• Instructions for the task
Copy out the listing below, switching every "drop a dot" to "place a marker" and keeping everything else the same. Leave the pictures out of your copy.

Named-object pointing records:

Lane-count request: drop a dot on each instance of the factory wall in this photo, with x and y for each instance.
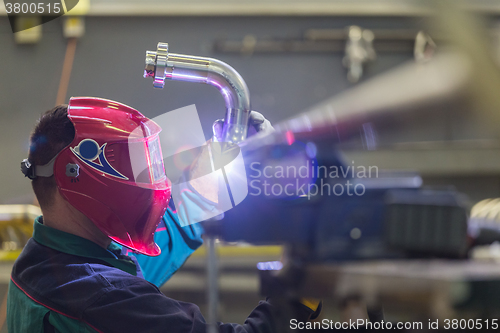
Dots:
(109, 63)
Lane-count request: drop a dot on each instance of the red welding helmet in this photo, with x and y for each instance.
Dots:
(113, 171)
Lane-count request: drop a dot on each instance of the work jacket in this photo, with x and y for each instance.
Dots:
(64, 283)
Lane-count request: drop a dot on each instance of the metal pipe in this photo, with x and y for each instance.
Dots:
(161, 65)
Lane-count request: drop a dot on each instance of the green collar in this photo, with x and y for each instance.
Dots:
(78, 246)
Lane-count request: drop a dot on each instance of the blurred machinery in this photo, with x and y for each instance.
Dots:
(384, 239)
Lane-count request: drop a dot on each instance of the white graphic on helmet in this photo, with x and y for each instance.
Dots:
(88, 150)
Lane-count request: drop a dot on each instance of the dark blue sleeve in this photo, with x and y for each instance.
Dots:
(177, 244)
(140, 307)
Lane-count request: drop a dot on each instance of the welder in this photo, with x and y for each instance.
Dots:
(74, 275)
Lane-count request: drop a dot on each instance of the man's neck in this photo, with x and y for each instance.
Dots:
(62, 216)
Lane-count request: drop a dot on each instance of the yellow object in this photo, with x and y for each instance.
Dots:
(82, 8)
(16, 227)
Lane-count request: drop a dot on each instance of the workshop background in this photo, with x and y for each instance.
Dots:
(452, 147)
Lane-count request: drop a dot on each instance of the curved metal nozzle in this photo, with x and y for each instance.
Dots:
(161, 65)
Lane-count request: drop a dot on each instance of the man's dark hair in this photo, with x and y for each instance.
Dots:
(53, 132)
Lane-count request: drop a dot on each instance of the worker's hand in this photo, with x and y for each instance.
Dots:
(256, 123)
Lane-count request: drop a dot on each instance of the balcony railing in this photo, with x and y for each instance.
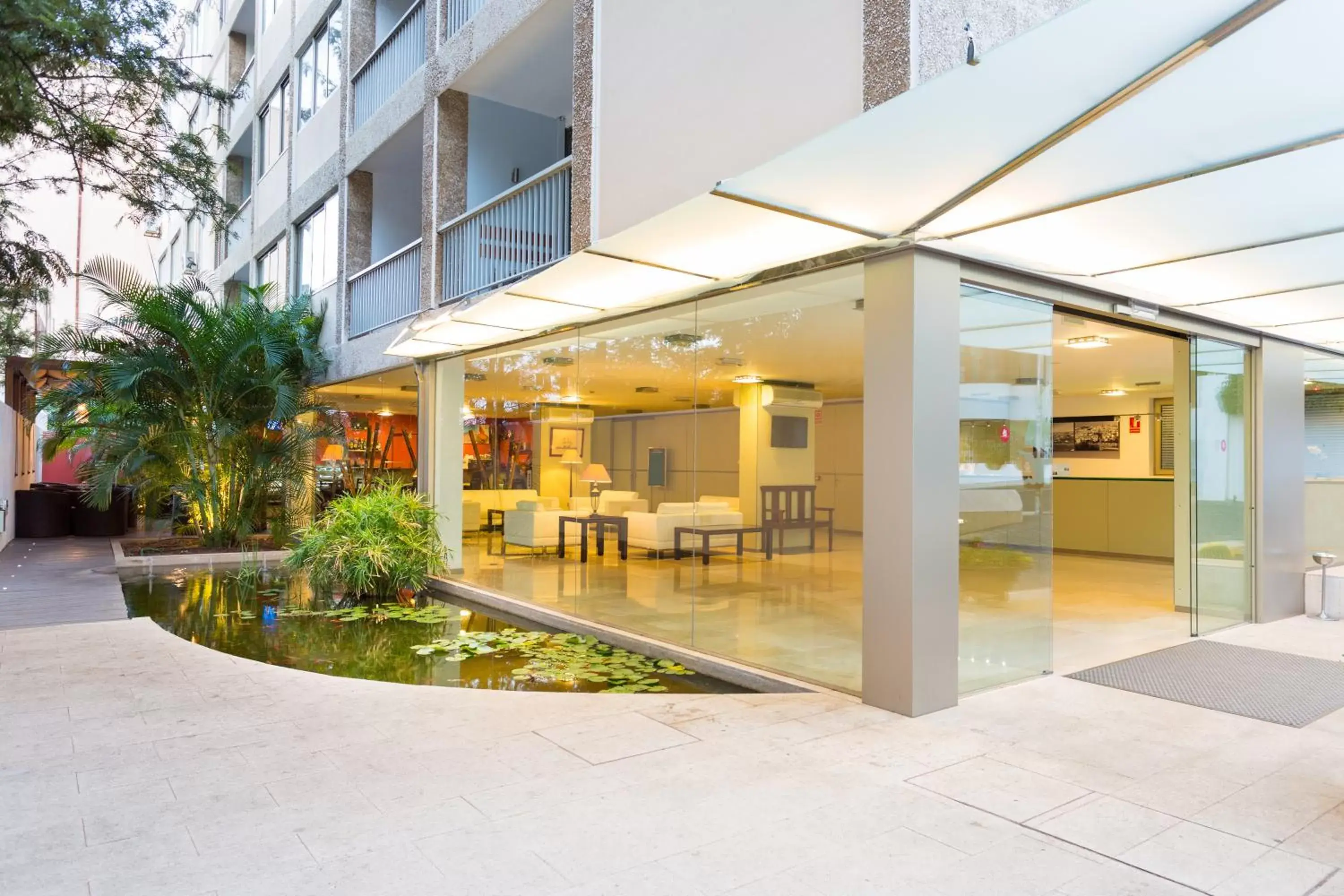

• Result of the exercise
Lane-count request: place a marker on each instance of the factory wall in this photo, with x and y for each instance.
Dots:
(109, 63)
Lane-count request: place a marker on each instance of the red welding helmet in this photo, with x and y for each instance.
Dots:
(113, 171)
Lane-count request: place a marker on each instance of the work jacket in this photo, with x and y for each instance.
Dots:
(64, 283)
Lane-count request: place a marker on each instance of the metal pipe in this photo, with x and y for each instance.
Dots:
(161, 65)
Lane-count request: place a marker on each instance of the green collar in this photo, with x and y for each instance.
Dots:
(78, 246)
Lane-count request: place a marker on each instance of the blurred machinery in this photo, with x and y for each instance.
Dots:
(384, 239)
Lane-count request: place a marker on each instance of the white graphic on helmet in this photo, with x and y for each instance.
Dots:
(88, 150)
Lane-count request: place a marker on each instance of the dark blue sleeve in this photo, with x and y for each instance.
Dots:
(177, 244)
(140, 307)
Lane-count request: place a marker on each instance of the welder in this photo, with x and y for each instance.
Dots:
(74, 275)
Lane-count request: place a marker on each instance of the man's neck in this photo, with x and y for each instance.
Dots:
(62, 216)
Lane-count request: place a marker on each instance of the yellow object in this photo, with x and y for each instance.
Dots:
(82, 8)
(16, 227)
Lane-count request: place a marker on each instance of the workshop background in this photo, with x and y for each instance.
Dots:
(452, 147)
Lane-count request: place a marker on each instance of the curved metal nozzle in this photo, with x and y for each instance.
Dots:
(161, 65)
Lane-count request: place a marker on each instance of the man's dark hair in this photo, with x and y for each instance.
Dots:
(53, 132)
Lane-count request: place a marker on each instance of the worker's hand in this photo, with x and y for each instance.
Dots:
(256, 123)
Lane-count request: place a marker on each instance of the balcony railing in this photo, with x and y for each instance.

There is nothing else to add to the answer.